Segment Start: DOCUMENT PASSAGE

Alladi Ramakrishnan Hall

Self-adjusting binary search trees: What makes them tick?

Laszlo Kozma

Saarland University

Many of the nice properties of splay trees [Sleator and Tarjan, 1983] are captured by the so-called access lemma. What makes a self-adjusting binary search tree (BST) satisfy the access lemma? After each access, self-adjusting BSTs replace the search path by a tree on the same set of nodes (the after-tree). We identify two simple combinatorial properties of the search path and the after-tree that imply the access lemma.

Our result (i) implies the access lemma for all minimally self-adjusting BST algorithms for which it was known to hold: splay trees and their generalization to the class of local algorithms [Subramanian, 1996; Georgakopoulos and McClurkin, 2004], as well as Greedy BST [Demaine et al., 2009; Fox, 2011], (ii) implies that any BST algorithm that fulfills a certain depth halving condition satisfies the access lemma, addressing an open question that was raised several times since 1983, and (iii) yields an extremely short proof for the O(log n log log n) amortized access cost for the path-balance heuristic (proposed by Sleator), matching to a lower-order factor the best known bound [Balasubramanian and Raman, 1995].

Segment End: DOCUMENT PASSAGE
Segment Start: EXTRACTED MATERIAL

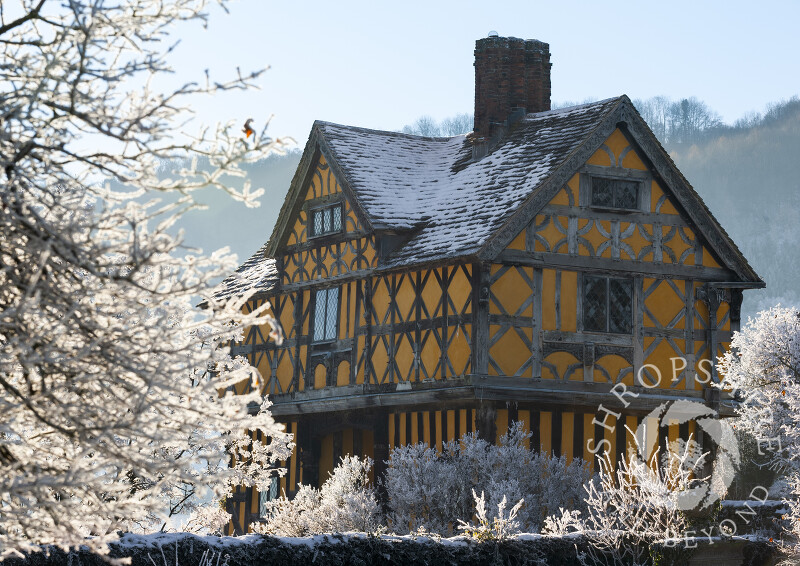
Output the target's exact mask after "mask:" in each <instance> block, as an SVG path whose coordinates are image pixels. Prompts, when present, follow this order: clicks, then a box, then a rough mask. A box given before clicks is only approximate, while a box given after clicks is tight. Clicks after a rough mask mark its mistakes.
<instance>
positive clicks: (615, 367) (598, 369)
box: [594, 354, 633, 385]
mask: <svg viewBox="0 0 800 566" xmlns="http://www.w3.org/2000/svg"><path fill="white" fill-rule="evenodd" d="M629 367H631V364H629V363H628V362H627V361H626V360H625V358H623V357H622V356H617V355H616V354H608V355H605V356H603V357H602V358H599V359H598V360H596V361H595V363H594V381H598V382H608V381H609V380H610V381H611V383H617V382H618V381H620V379H619V374H620V372H621V371H622V370H623V369H626V368H629ZM599 368H603V369H604V370H605V371H606V372H607V373H608V377H606V376H605V375H604V374H603V372H602V371H601V370H600V369H599ZM622 382H623V383H624V384H625V385H633V372H630V373H628V374H627V375H626V376H625V378H624V379H622Z"/></svg>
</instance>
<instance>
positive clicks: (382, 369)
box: [372, 338, 389, 383]
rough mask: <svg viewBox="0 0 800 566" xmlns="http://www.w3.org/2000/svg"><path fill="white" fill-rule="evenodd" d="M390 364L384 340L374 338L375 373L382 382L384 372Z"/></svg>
mask: <svg viewBox="0 0 800 566" xmlns="http://www.w3.org/2000/svg"><path fill="white" fill-rule="evenodd" d="M388 365H389V356H388V354H387V352H386V347H385V346H384V345H383V340H382V339H380V338H373V339H372V367H373V368H374V369H375V375H376V378H377V379H378V382H379V383H380V380H381V379H382V378H383V374H384V373H385V372H386V367H387V366H388Z"/></svg>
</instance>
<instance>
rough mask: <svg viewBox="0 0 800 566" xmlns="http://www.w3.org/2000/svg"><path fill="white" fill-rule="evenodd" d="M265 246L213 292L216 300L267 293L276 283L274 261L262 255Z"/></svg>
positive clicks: (249, 259)
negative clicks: (244, 295)
mask: <svg viewBox="0 0 800 566" xmlns="http://www.w3.org/2000/svg"><path fill="white" fill-rule="evenodd" d="M266 247H267V244H264V245H263V246H261V247H260V248H259V249H258V251H257V252H256V253H254V254H253V255H252V256H250V258H249V259H248V260H247V261H245V262H244V263H243V264H242V265H240V266H239V268H238V269H237V270H236V271H234V272H233V273H232V274H231V275H230V276H228V277H226V278H225V279H224V280H223V281H222V282H221V283H220V284H219V285H217V287H216V289H215V290H214V298H215V299H217V300H220V299H227V298H229V297H233V296H237V295H243V294H245V293H247V292H250V291H254V292H260V291H269V290H270V289H272V288H273V287H274V286H275V284H276V283H277V282H278V269H277V267H276V265H275V260H274V259H272V258H268V257H266V256H265V255H264V250H265V249H266Z"/></svg>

Segment End: EXTRACTED MATERIAL

→ **TASK REQUIREMENTS**:
[1] Using the abstract on self-adjusting binary search trees, decide whether each statement agrees with it, answering yes or no and quoting the words that settle it: (a) splay trees date from 1983; (b) the after-tree is built on a different set of nodes than the search path; (c) the path-balance heuristic was proposed by Sleator.
[2] List every bracketed citation in the abstract on self-adjusting binary search trees, giving authors and year for each.
[3] Extend the abstract on self-adjusting binary search trees by writing what would follow its last sentence.

→ **ANSWER SECTION**:
[1]
(a) Yes: "splay trees [Sleator and Tarjan, 1983]"
(b) No: "replace the search path by a tree on the same set of nodes (the after-tree)"
(c) Yes: "the path-balance heuristic (proposed by Sleator)"

[2]
Sleator and Tarjan, 1983
Subramanian, 1996
Georgakopoulos and McClurkin, 2004
Demaine et al., 2009
Fox, 2011
Balasubramanian and Raman, 1995

[3]
Our first combinatorial property is equivalent to "locality". We show that any BST-algorithm that satisfies the access lemma via the sum-of-logarithms potential is necessarily local. Our second property is a condition on the number of leaves in the after-tree. We show that a weak form of this property has to be satisfied by any efficient local BST.

Despite its simplicity, the BST model poses many intriguing open questions, the most important of which is the dynamic optimality conjecture. In the second part of the talk I will describe this conjecture and some closely related questions, as well as some recent related work.

(joint work with Parinya Chalermsook, Mayank Goswami, Kurt Mehlhorn, and Thatchaphol Saranurak)